[Task requirements]
Change "marker" to "dot" throughout the records below, keeping everything else the same, and leave the pictures out.

►

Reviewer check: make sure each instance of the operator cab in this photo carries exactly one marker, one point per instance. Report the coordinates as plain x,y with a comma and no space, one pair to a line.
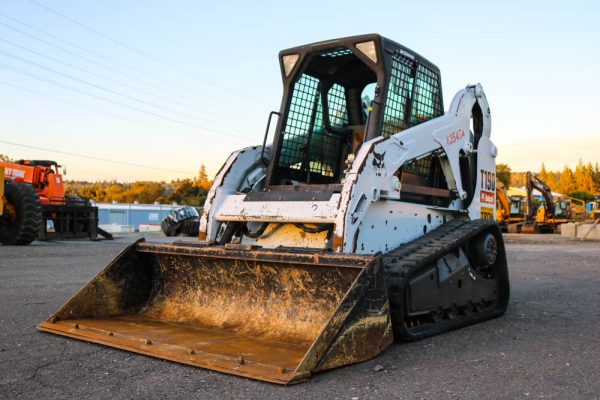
341,93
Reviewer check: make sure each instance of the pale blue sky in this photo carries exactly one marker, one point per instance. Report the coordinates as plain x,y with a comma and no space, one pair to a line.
214,65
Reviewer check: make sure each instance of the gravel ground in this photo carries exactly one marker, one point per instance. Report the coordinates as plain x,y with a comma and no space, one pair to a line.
546,346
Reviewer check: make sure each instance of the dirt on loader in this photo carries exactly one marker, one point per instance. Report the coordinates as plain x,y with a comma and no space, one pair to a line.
545,347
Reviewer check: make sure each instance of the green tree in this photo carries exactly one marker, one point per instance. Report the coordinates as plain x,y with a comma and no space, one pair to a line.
503,174
596,178
187,193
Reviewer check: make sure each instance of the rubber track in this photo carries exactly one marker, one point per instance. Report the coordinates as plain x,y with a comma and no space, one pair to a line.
407,260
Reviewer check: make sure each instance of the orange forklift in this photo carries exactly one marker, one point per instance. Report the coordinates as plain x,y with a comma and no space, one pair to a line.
72,217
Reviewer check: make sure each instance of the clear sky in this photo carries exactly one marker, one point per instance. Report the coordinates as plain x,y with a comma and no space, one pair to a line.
175,84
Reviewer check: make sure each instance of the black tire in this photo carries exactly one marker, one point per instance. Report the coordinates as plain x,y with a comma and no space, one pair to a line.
190,227
170,227
22,215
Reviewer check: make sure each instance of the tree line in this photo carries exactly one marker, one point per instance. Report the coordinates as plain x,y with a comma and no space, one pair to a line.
582,182
191,192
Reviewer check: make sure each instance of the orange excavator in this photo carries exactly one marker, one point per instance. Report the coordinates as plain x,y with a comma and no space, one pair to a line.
72,217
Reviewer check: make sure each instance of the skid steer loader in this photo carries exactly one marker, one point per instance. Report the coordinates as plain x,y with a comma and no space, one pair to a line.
366,221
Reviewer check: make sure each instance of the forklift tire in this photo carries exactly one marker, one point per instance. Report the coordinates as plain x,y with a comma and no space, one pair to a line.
22,215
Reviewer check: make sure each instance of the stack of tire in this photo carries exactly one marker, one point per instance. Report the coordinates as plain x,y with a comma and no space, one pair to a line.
182,221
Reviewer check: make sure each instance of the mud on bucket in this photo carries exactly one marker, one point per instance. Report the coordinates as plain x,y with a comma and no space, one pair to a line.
274,315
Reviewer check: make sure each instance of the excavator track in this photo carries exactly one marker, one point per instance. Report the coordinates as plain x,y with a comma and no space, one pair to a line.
441,281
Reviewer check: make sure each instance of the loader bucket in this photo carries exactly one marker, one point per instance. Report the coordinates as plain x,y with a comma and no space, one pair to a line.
274,315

◄

[Answer to the task]
Reviewer check: make sure each instance of the operator cab in this photo carries exactly one dot, one point per instance. Report the coordinates as plain x,y with a comma and no space, one pair to a line.
341,93
Reviewer check: make sure each instance of the pale blue sky in this photo carries exactly one dot, one point per instance. Report the coordinates as plain x,y with a comma and no space, one pair to a line.
214,65
Reviewer check: make sure each instance of the gravel ground in this photo carries exactly one dot, one point per instance. Report the coordinates as plain x,y with a comma and no space, one pair to a line.
546,346
Reviewer check: make sure each instance of the dirt on loader in this photo carries exactly one dot, one point per instance. Report the coordinates as plain x,y with a comma and no space, one pair to a line.
545,347
Reviewer check: make sure each instance of the green tree in this photo carries exactly one dot, one point per instance. Report the coordinates as plain x,y with a comma and no space, one pair to a line.
503,174
596,178
187,193
Reviewer check: make sure each instance of the rubber track in this photo carries exactly one dot, one point per instance. Report the coordinates as plain x,y with a comma and no space, one pair to a line.
407,260
Reviewer check: make sure each instance of the orange forklift in this photo carries exactly one dot, one point per instance. Report the coordinates as plain x,y with a comma and no space, one pair to a line.
72,217
Reviewer check: make sure each instance of the clear sky in this photo carries exactly one dot, one point per instance. Report the coordinates as plain x,y with a comma and no space, one pair to a line.
175,84
Reviewer check: make sure each instance of the black tire in this photo carries exactly one dot, one point per instance. Report the coordinates as plain x,y with a comma and no space, one pair to a line.
190,227
170,227
22,215
Reviewer check: make sure each instance of the tree line in this photo carries exactly one dot, one point per instance. Report the coordinates as plain x,y with a comma and no space, one pair to a line.
582,182
191,192
Reviewer check: make sure each instance of the orange excavator in this photo carries exactly one dot, one point per instance. Report the coordinates as plain x,y with a comma and no space, one pair to a line.
72,217
Reviewer check: make sure each instance of the skid steer loader in this photo carries exactly one dot, one point per instance. Report the coordinates as plain x,y with a comma and no space, one pair to a line.
366,221
Reviewer check: make sure each instance of the forklift tire in this photo carries exactly one dot, one point per instance. Report the coordinates as plain x,y with a comma and no space, one pair to a line.
22,215
Reviewer check: make sure each instance of the stack of tire in this photo carries exactly one dot, one point per instance. Report the coordinates as plain x,y with a comma and no space, one pair to a line.
182,221
Reviewer check: make sure each instance of the mud on bucket in this photo carries exactly one dot, one point per instance. Report the coordinates as plain x,y with a comma and no space, one pair to a line.
274,315
Reviewer check: make sure each instance of the excavator track in this photo carries exactly one dot, one point per instance. Report the coordinates as plain x,y with a comma and no space, one pair to a line.
441,281
Reviewer check: make sure each instance of the loader bucket in this photo carries exactly one dot, one point per instance. Report the coordinates as plain x,y with a comma and no space, one pair to a line.
274,315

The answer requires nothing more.